- [What you are asked to do]: Reproduce the items below with every occurrence of "Target" changed to "Object", keeping all other text intact.

- [Raw data]:
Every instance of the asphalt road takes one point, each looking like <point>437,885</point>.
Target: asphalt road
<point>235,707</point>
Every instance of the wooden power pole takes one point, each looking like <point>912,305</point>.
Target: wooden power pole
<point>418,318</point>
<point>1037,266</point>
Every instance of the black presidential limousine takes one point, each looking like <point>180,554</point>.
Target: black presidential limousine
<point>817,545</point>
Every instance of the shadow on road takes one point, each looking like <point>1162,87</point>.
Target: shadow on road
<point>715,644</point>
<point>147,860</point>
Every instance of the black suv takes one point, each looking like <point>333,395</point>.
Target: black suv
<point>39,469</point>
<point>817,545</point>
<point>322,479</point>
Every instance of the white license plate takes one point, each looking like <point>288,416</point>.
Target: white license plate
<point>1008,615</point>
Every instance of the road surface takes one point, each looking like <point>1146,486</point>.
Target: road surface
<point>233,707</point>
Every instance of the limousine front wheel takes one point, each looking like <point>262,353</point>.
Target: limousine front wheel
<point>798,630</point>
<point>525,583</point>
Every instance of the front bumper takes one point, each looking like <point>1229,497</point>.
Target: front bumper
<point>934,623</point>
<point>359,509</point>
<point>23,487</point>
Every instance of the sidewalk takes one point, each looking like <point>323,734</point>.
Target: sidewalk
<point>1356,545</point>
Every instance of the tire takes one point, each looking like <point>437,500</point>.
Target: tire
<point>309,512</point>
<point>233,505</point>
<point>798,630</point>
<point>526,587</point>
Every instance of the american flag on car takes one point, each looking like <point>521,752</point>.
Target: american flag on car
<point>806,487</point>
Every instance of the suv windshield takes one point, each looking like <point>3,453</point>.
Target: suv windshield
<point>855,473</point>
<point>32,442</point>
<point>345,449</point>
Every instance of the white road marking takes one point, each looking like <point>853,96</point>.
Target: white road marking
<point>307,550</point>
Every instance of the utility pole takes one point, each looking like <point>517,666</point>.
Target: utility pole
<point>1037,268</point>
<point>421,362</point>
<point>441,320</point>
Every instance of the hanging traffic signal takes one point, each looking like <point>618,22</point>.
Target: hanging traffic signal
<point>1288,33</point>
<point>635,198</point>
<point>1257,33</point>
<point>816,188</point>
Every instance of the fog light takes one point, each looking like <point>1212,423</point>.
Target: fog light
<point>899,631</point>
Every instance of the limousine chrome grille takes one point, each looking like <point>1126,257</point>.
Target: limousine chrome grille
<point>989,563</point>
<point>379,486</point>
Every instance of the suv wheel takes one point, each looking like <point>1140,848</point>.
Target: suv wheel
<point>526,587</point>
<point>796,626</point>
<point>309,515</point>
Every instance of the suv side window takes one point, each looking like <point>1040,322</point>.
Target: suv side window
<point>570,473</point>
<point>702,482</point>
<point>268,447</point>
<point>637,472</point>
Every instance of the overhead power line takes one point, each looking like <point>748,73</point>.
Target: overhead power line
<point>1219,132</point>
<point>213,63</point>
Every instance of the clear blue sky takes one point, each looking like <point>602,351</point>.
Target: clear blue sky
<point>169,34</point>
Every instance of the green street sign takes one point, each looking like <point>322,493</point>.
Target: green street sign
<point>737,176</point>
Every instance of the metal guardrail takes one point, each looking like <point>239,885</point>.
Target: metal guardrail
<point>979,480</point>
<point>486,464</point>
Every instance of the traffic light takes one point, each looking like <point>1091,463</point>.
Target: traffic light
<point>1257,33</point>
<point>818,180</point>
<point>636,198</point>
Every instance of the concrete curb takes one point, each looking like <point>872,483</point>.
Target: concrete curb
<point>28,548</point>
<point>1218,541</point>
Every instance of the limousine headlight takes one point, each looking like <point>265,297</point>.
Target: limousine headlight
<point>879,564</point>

- [Answer for this exercise]:
Every instance of the asphalt road takes one point, each looking like <point>437,885</point>.
Object: asphalt road
<point>235,707</point>
Every instance of the wooden power pole takes one point, each looking like <point>912,305</point>.
Object: wooden power pole
<point>418,318</point>
<point>1037,266</point>
Every instance of the black presidential limousine takes one point, each looking like <point>180,554</point>.
Object: black presidential limousine
<point>817,545</point>
Every instance of the shadow on road takes one point, each looking like <point>1162,87</point>.
Object: shadow on road
<point>715,644</point>
<point>147,860</point>
Every instance of the black suv takes one point, each looking like <point>333,395</point>.
Object: black suv
<point>39,469</point>
<point>817,545</point>
<point>322,479</point>
Every instance of the white license plate takes one point, each looking like <point>288,416</point>.
Object: white license plate
<point>1008,615</point>
Every instance of the road surface takes one point, each looking like <point>1146,486</point>.
Object: road surface
<point>233,707</point>
Every instance of the limousine front wheel takes one point, each looking like <point>262,353</point>.
Object: limousine front wheel
<point>798,630</point>
<point>525,583</point>
Every instance of the front bumper takes one point, each looking like <point>1229,497</point>.
Object: front bumper
<point>934,623</point>
<point>359,509</point>
<point>23,487</point>
Every instance of the sidewalk takes one point, each looking like <point>323,734</point>.
Object: sidewalk
<point>1356,545</point>
Every instance of the tire takes one point, each looking like <point>437,500</point>.
Object: tire
<point>309,512</point>
<point>233,505</point>
<point>798,630</point>
<point>526,587</point>
Every instance of the american flag on car takes one point, each looking like <point>521,752</point>.
Object: american flag on car
<point>806,487</point>
Every instance of the suv windshield takes one point, each looking like <point>3,453</point>.
Object: suv windshield
<point>855,473</point>
<point>32,442</point>
<point>345,449</point>
Every instance of the white road marking takes one point, each looking like <point>853,96</point>.
Object: white road marking
<point>307,550</point>
Every instance of the utility pole takes one point, each looking like <point>517,666</point>.
Object: utility pole
<point>1037,268</point>
<point>421,362</point>
<point>441,320</point>
Every instance of the hanging traffic signal takes one point, each looking like <point>618,22</point>.
Object: hanging traffic signal
<point>1288,33</point>
<point>635,198</point>
<point>1257,33</point>
<point>816,188</point>
Every instance of the fog light takes one point, each looking like <point>1212,423</point>.
Object: fog light
<point>899,631</point>
Every instance of the limousine chrome grille takes one point, each looking like <point>1126,257</point>.
Object: limousine chrome grille
<point>989,563</point>
<point>379,486</point>
Every instance of the suv wheel takes one point, each looking like <point>1140,848</point>.
Object: suv wheel
<point>526,587</point>
<point>796,626</point>
<point>309,515</point>
Every instance of the suv side window takes one point, each looking like <point>1040,322</point>.
Object: suv side window
<point>570,473</point>
<point>702,482</point>
<point>268,447</point>
<point>637,472</point>
Every instance of the overhead power line takes one point, each looking like <point>748,73</point>.
Object: overhead power line
<point>1219,132</point>
<point>213,63</point>
Every instance of the clear blue sky takes one point, each looking like <point>602,351</point>.
Object: clear blue sky
<point>169,34</point>
Every instance of the green street sign takes one point, each looking like <point>322,493</point>.
Object: green street sign
<point>737,176</point>
Every instance of the metal guardrail takes one point, each looking like <point>239,885</point>.
Object: metal guardrail
<point>979,480</point>
<point>486,464</point>
Every instance of the traffic light takes one point, each looking like <point>1091,463</point>.
Object: traffic light
<point>1257,33</point>
<point>818,180</point>
<point>636,198</point>
Every instance of the concrete curb takes one point, each looking like <point>872,483</point>.
Object: concrete curb
<point>28,548</point>
<point>1218,541</point>
Every instance of the limousine headlight takes one point, each looking like <point>265,297</point>.
Object: limousine headlight
<point>879,564</point>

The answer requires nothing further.